#### Task objective
Would you filter the listing below so that only lines with the word "wicker" remain?

#### Data extract

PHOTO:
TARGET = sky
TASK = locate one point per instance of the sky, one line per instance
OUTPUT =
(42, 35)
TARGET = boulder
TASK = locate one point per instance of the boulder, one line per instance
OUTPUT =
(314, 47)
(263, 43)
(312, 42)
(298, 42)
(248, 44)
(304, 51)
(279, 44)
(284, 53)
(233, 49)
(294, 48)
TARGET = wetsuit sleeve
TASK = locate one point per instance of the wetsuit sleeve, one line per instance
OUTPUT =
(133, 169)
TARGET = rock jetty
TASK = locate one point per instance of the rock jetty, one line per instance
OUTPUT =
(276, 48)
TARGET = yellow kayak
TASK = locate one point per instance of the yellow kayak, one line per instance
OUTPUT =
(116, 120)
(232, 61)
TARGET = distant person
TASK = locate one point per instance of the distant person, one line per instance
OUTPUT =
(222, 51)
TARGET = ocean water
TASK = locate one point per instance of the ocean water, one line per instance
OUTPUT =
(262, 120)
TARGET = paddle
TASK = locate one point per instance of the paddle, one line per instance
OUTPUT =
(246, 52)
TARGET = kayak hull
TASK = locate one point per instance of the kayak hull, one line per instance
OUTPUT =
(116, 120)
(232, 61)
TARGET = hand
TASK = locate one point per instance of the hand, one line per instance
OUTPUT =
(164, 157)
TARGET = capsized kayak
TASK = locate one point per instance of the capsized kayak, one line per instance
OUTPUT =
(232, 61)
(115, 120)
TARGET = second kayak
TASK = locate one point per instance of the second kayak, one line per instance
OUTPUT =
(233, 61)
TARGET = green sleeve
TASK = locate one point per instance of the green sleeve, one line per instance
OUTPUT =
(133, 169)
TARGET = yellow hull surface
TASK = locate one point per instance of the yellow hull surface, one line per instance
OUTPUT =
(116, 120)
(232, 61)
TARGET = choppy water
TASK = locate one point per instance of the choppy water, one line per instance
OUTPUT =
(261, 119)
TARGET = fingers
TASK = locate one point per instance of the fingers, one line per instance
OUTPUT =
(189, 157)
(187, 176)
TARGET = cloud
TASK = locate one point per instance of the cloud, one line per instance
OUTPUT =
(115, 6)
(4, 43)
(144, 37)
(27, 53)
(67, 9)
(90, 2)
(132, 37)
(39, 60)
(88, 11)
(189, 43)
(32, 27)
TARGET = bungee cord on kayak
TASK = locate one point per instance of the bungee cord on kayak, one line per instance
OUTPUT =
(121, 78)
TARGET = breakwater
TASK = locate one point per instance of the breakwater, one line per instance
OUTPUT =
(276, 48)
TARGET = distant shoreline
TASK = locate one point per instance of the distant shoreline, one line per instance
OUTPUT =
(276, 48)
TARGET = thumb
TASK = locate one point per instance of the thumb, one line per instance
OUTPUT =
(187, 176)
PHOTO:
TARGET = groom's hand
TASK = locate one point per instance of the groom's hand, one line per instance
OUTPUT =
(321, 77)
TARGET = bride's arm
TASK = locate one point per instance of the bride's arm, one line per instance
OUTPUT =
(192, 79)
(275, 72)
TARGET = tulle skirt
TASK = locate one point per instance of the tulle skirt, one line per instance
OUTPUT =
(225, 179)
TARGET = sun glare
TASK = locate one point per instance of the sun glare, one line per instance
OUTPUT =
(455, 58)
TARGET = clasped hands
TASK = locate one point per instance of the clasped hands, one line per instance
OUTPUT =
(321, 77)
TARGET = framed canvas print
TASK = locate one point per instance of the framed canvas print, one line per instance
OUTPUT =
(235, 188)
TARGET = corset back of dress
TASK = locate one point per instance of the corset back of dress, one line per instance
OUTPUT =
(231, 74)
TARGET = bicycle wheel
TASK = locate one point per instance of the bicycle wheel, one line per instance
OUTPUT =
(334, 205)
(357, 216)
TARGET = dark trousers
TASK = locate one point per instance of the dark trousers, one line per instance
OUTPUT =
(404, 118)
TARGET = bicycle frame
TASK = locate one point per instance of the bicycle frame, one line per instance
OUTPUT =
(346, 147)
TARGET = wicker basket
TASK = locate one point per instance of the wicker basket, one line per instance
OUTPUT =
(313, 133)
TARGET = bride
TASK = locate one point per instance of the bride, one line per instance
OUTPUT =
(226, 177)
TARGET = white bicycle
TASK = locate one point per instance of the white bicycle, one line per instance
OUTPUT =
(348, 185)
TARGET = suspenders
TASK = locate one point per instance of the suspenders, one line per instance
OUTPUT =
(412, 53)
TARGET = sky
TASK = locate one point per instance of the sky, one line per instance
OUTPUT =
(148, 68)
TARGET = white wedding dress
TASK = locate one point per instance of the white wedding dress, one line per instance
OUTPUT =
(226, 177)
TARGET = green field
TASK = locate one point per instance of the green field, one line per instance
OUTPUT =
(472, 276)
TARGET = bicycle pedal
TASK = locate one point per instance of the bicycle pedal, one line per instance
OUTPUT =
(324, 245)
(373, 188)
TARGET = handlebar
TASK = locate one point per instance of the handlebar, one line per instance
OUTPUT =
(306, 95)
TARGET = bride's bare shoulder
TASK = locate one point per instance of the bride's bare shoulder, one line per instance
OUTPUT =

#### Exercise solution
TARGET = wicker basket
TASK = locate one point per instance of the wicker basket, one line per instance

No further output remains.